Select every line of the material below that contains the word "dark", matching case exactly.

═════ Given information ═════

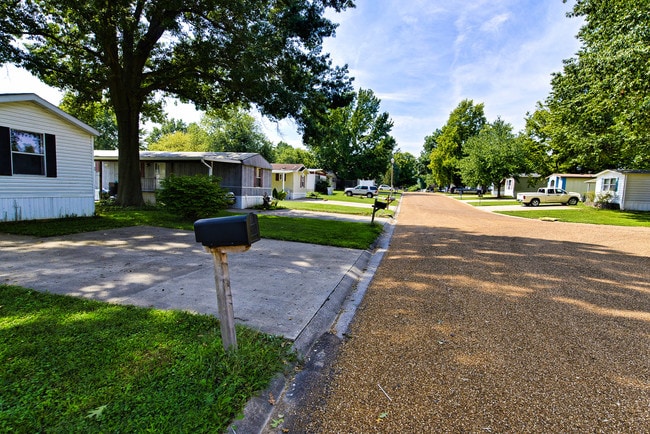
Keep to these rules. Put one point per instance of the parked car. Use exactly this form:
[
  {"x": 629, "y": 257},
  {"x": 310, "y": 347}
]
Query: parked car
[
  {"x": 468, "y": 190},
  {"x": 548, "y": 195},
  {"x": 361, "y": 190}
]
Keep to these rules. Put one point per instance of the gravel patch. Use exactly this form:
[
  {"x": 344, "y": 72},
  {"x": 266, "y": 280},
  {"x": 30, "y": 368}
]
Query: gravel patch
[{"x": 483, "y": 323}]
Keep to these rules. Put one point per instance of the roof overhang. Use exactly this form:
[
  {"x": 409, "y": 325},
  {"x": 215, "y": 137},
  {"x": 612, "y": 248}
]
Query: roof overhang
[{"x": 35, "y": 99}]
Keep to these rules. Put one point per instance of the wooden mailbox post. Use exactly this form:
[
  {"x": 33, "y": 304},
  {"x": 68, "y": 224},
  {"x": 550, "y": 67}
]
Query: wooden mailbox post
[{"x": 221, "y": 236}]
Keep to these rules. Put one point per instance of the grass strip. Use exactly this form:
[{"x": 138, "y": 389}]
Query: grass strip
[
  {"x": 587, "y": 214},
  {"x": 323, "y": 232},
  {"x": 76, "y": 365},
  {"x": 305, "y": 230}
]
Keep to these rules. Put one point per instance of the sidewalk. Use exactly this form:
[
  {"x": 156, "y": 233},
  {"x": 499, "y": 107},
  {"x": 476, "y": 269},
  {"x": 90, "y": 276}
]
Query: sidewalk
[{"x": 477, "y": 322}]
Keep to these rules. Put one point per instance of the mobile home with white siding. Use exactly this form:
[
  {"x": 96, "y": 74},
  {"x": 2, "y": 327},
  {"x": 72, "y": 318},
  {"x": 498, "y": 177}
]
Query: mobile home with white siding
[
  {"x": 630, "y": 189},
  {"x": 46, "y": 161},
  {"x": 246, "y": 175}
]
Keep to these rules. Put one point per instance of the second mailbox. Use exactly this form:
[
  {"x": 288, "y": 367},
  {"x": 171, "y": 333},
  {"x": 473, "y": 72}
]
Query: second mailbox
[{"x": 240, "y": 230}]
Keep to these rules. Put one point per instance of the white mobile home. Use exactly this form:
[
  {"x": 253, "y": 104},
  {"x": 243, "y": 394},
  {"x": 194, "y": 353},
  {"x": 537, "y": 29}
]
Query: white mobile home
[
  {"x": 247, "y": 175},
  {"x": 46, "y": 159},
  {"x": 630, "y": 189}
]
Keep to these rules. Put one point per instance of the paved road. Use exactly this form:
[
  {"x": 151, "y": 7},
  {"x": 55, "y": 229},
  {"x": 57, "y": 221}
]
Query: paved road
[{"x": 478, "y": 322}]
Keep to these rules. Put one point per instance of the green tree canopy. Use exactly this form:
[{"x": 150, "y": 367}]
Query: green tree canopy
[
  {"x": 599, "y": 107},
  {"x": 210, "y": 52},
  {"x": 493, "y": 155},
  {"x": 233, "y": 129},
  {"x": 167, "y": 126},
  {"x": 465, "y": 121},
  {"x": 404, "y": 170},
  {"x": 97, "y": 114},
  {"x": 352, "y": 141}
]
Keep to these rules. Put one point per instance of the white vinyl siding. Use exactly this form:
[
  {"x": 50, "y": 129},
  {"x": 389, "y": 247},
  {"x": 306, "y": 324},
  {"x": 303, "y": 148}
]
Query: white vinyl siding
[
  {"x": 637, "y": 194},
  {"x": 71, "y": 191}
]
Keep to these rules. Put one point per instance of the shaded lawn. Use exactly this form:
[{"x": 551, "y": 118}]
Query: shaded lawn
[
  {"x": 76, "y": 365},
  {"x": 587, "y": 214},
  {"x": 305, "y": 230}
]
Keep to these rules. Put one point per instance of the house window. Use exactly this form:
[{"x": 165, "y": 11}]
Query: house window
[
  {"x": 609, "y": 184},
  {"x": 258, "y": 177},
  {"x": 27, "y": 153}
]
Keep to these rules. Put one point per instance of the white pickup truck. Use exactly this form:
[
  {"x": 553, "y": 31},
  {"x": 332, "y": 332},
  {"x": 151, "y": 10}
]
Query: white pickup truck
[{"x": 548, "y": 195}]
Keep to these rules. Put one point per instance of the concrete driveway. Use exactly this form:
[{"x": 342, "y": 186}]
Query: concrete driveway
[{"x": 281, "y": 288}]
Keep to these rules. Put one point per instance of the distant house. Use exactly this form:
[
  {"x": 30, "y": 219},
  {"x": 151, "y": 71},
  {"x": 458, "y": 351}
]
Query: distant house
[
  {"x": 246, "y": 175},
  {"x": 292, "y": 178},
  {"x": 630, "y": 189},
  {"x": 511, "y": 186},
  {"x": 570, "y": 182},
  {"x": 46, "y": 160}
]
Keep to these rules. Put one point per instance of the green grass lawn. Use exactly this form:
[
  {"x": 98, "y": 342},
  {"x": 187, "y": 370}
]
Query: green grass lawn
[
  {"x": 587, "y": 214},
  {"x": 75, "y": 365},
  {"x": 493, "y": 202}
]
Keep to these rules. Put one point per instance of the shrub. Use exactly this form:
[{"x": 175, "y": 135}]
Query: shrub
[
  {"x": 279, "y": 195},
  {"x": 321, "y": 186},
  {"x": 192, "y": 197},
  {"x": 604, "y": 201}
]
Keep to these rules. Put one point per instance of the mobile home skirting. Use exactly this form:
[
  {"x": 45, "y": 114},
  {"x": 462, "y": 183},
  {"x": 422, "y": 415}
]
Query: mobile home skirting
[{"x": 39, "y": 208}]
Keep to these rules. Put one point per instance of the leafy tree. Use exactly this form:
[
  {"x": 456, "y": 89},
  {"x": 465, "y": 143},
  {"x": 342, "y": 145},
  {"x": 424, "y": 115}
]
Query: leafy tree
[
  {"x": 285, "y": 153},
  {"x": 168, "y": 126},
  {"x": 352, "y": 141},
  {"x": 599, "y": 106},
  {"x": 465, "y": 121},
  {"x": 424, "y": 160},
  {"x": 97, "y": 114},
  {"x": 404, "y": 170},
  {"x": 235, "y": 130},
  {"x": 209, "y": 52},
  {"x": 492, "y": 156},
  {"x": 179, "y": 141},
  {"x": 537, "y": 139}
]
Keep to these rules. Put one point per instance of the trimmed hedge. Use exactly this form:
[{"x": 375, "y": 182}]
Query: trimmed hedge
[{"x": 192, "y": 197}]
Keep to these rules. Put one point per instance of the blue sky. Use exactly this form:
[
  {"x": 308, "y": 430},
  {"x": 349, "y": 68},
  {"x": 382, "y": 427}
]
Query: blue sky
[{"x": 422, "y": 57}]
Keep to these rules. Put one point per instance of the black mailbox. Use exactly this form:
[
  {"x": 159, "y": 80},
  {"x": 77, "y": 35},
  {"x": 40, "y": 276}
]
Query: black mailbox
[
  {"x": 380, "y": 205},
  {"x": 240, "y": 230}
]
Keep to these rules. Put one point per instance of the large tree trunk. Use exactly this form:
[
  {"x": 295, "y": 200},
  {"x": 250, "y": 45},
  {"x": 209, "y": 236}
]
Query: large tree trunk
[{"x": 127, "y": 112}]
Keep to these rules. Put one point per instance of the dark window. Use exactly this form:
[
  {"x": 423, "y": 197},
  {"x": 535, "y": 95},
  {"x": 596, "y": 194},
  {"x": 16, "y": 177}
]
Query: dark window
[{"x": 27, "y": 153}]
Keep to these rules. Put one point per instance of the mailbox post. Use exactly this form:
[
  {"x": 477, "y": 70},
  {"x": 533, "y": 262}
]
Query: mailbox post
[
  {"x": 377, "y": 206},
  {"x": 221, "y": 236}
]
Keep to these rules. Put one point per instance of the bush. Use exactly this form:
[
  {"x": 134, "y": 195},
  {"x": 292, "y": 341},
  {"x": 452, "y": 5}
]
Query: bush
[
  {"x": 279, "y": 195},
  {"x": 321, "y": 186},
  {"x": 192, "y": 197}
]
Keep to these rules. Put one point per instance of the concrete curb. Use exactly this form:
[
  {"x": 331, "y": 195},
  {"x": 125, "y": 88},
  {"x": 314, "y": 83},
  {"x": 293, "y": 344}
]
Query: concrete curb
[{"x": 318, "y": 344}]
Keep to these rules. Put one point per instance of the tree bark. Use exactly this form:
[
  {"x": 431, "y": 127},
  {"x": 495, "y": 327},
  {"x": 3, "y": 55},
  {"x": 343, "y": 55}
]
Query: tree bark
[{"x": 127, "y": 112}]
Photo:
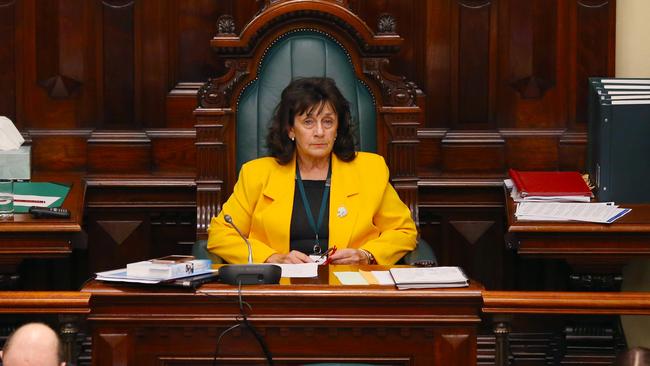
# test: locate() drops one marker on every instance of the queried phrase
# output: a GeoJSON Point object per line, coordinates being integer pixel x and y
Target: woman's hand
{"type": "Point", "coordinates": [294, 257]}
{"type": "Point", "coordinates": [349, 256]}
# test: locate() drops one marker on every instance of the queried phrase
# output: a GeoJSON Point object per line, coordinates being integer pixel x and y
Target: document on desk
{"type": "Point", "coordinates": [351, 278]}
{"type": "Point", "coordinates": [302, 270]}
{"type": "Point", "coordinates": [598, 212]}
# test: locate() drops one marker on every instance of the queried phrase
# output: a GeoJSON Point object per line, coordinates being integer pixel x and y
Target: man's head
{"type": "Point", "coordinates": [32, 344]}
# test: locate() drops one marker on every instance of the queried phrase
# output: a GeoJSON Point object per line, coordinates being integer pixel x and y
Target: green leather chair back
{"type": "Point", "coordinates": [294, 55]}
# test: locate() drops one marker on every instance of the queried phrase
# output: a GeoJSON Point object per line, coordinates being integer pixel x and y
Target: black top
{"type": "Point", "coordinates": [302, 236]}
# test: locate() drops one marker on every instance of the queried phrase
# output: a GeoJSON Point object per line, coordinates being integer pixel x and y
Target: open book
{"type": "Point", "coordinates": [433, 277]}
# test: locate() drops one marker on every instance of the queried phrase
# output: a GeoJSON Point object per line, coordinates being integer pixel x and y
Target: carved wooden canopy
{"type": "Point", "coordinates": [398, 102]}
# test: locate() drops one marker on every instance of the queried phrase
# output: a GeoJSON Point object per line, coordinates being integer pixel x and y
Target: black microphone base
{"type": "Point", "coordinates": [250, 274]}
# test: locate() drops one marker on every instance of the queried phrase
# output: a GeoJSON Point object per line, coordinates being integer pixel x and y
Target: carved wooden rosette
{"type": "Point", "coordinates": [396, 99]}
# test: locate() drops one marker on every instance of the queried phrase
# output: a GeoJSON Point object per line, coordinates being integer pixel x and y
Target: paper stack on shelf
{"type": "Point", "coordinates": [548, 186]}
{"type": "Point", "coordinates": [159, 270]}
{"type": "Point", "coordinates": [617, 143]}
{"type": "Point", "coordinates": [433, 277]}
{"type": "Point", "coordinates": [165, 271]}
{"type": "Point", "coordinates": [605, 213]}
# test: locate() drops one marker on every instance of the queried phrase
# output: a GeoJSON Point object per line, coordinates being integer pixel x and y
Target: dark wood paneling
{"type": "Point", "coordinates": [59, 150]}
{"type": "Point", "coordinates": [151, 57]}
{"type": "Point", "coordinates": [8, 51]}
{"type": "Point", "coordinates": [472, 27]}
{"type": "Point", "coordinates": [173, 151]}
{"type": "Point", "coordinates": [594, 42]}
{"type": "Point", "coordinates": [118, 68]}
{"type": "Point", "coordinates": [119, 152]}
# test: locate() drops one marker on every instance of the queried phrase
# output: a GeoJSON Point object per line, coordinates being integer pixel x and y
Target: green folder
{"type": "Point", "coordinates": [41, 189]}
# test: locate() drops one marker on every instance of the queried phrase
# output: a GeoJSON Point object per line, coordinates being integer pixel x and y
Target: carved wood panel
{"type": "Point", "coordinates": [9, 53]}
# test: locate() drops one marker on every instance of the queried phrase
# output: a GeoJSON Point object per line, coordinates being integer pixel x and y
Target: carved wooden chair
{"type": "Point", "coordinates": [289, 39]}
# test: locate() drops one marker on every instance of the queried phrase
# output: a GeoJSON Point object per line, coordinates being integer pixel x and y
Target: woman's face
{"type": "Point", "coordinates": [315, 131]}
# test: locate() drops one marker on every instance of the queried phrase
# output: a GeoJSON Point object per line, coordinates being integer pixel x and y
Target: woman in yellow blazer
{"type": "Point", "coordinates": [314, 169]}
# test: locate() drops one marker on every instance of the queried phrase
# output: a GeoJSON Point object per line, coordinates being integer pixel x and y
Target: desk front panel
{"type": "Point", "coordinates": [301, 323]}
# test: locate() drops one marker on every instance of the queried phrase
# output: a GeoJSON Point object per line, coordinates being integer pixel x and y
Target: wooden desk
{"type": "Point", "coordinates": [26, 237]}
{"type": "Point", "coordinates": [308, 320]}
{"type": "Point", "coordinates": [587, 247]}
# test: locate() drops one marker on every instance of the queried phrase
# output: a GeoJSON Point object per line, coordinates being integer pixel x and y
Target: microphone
{"type": "Point", "coordinates": [228, 219]}
{"type": "Point", "coordinates": [248, 274]}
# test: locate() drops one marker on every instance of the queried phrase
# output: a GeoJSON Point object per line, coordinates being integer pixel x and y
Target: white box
{"type": "Point", "coordinates": [16, 164]}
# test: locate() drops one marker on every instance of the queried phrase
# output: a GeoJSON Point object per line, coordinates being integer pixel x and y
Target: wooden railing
{"type": "Point", "coordinates": [499, 304]}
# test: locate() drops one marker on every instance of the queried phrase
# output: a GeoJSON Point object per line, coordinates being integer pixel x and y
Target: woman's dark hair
{"type": "Point", "coordinates": [303, 95]}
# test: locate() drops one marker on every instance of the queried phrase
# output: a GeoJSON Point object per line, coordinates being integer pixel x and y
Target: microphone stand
{"type": "Point", "coordinates": [251, 273]}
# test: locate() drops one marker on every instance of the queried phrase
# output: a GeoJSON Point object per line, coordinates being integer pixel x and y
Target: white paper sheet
{"type": "Point", "coordinates": [302, 270]}
{"type": "Point", "coordinates": [601, 212]}
{"type": "Point", "coordinates": [383, 277]}
{"type": "Point", "coordinates": [351, 278]}
{"type": "Point", "coordinates": [30, 200]}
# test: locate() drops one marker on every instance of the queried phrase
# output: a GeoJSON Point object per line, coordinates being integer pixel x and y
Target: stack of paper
{"type": "Point", "coordinates": [605, 213]}
{"type": "Point", "coordinates": [164, 271]}
{"type": "Point", "coordinates": [120, 275]}
{"type": "Point", "coordinates": [433, 277]}
{"type": "Point", "coordinates": [548, 186]}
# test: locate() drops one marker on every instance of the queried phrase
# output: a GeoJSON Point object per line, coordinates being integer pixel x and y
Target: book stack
{"type": "Point", "coordinates": [553, 186]}
{"type": "Point", "coordinates": [433, 277]}
{"type": "Point", "coordinates": [618, 144]}
{"type": "Point", "coordinates": [159, 270]}
{"type": "Point", "coordinates": [558, 196]}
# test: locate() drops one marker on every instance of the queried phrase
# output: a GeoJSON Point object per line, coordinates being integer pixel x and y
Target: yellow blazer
{"type": "Point", "coordinates": [365, 211]}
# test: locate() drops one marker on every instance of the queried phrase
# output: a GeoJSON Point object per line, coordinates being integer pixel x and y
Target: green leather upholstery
{"type": "Point", "coordinates": [300, 54]}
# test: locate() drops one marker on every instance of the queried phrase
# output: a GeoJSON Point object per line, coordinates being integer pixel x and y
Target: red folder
{"type": "Point", "coordinates": [549, 183]}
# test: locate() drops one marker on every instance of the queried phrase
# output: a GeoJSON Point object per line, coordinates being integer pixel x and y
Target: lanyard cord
{"type": "Point", "coordinates": [307, 206]}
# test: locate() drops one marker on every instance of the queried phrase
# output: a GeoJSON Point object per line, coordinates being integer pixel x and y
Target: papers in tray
{"type": "Point", "coordinates": [517, 197]}
{"type": "Point", "coordinates": [605, 213]}
{"type": "Point", "coordinates": [433, 277]}
{"type": "Point", "coordinates": [119, 275]}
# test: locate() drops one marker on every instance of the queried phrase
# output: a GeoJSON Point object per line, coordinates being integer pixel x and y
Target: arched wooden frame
{"type": "Point", "coordinates": [398, 103]}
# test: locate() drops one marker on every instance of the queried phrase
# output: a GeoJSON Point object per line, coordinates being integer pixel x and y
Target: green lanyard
{"type": "Point", "coordinates": [305, 203]}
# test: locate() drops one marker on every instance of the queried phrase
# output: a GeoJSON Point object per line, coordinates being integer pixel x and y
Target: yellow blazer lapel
{"type": "Point", "coordinates": [344, 202]}
{"type": "Point", "coordinates": [277, 216]}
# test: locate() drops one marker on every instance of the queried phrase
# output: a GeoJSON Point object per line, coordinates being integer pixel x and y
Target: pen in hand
{"type": "Point", "coordinates": [328, 254]}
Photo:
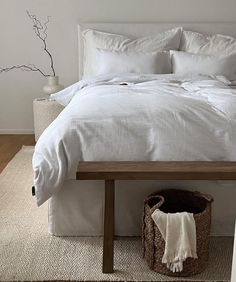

═════

§ **Solution to this task**:
Keep to these rules. Put one point per instance of the dark window. Use exactly this form:
Query: dark window
Target: dark wood paneling
Target: woman's dark hair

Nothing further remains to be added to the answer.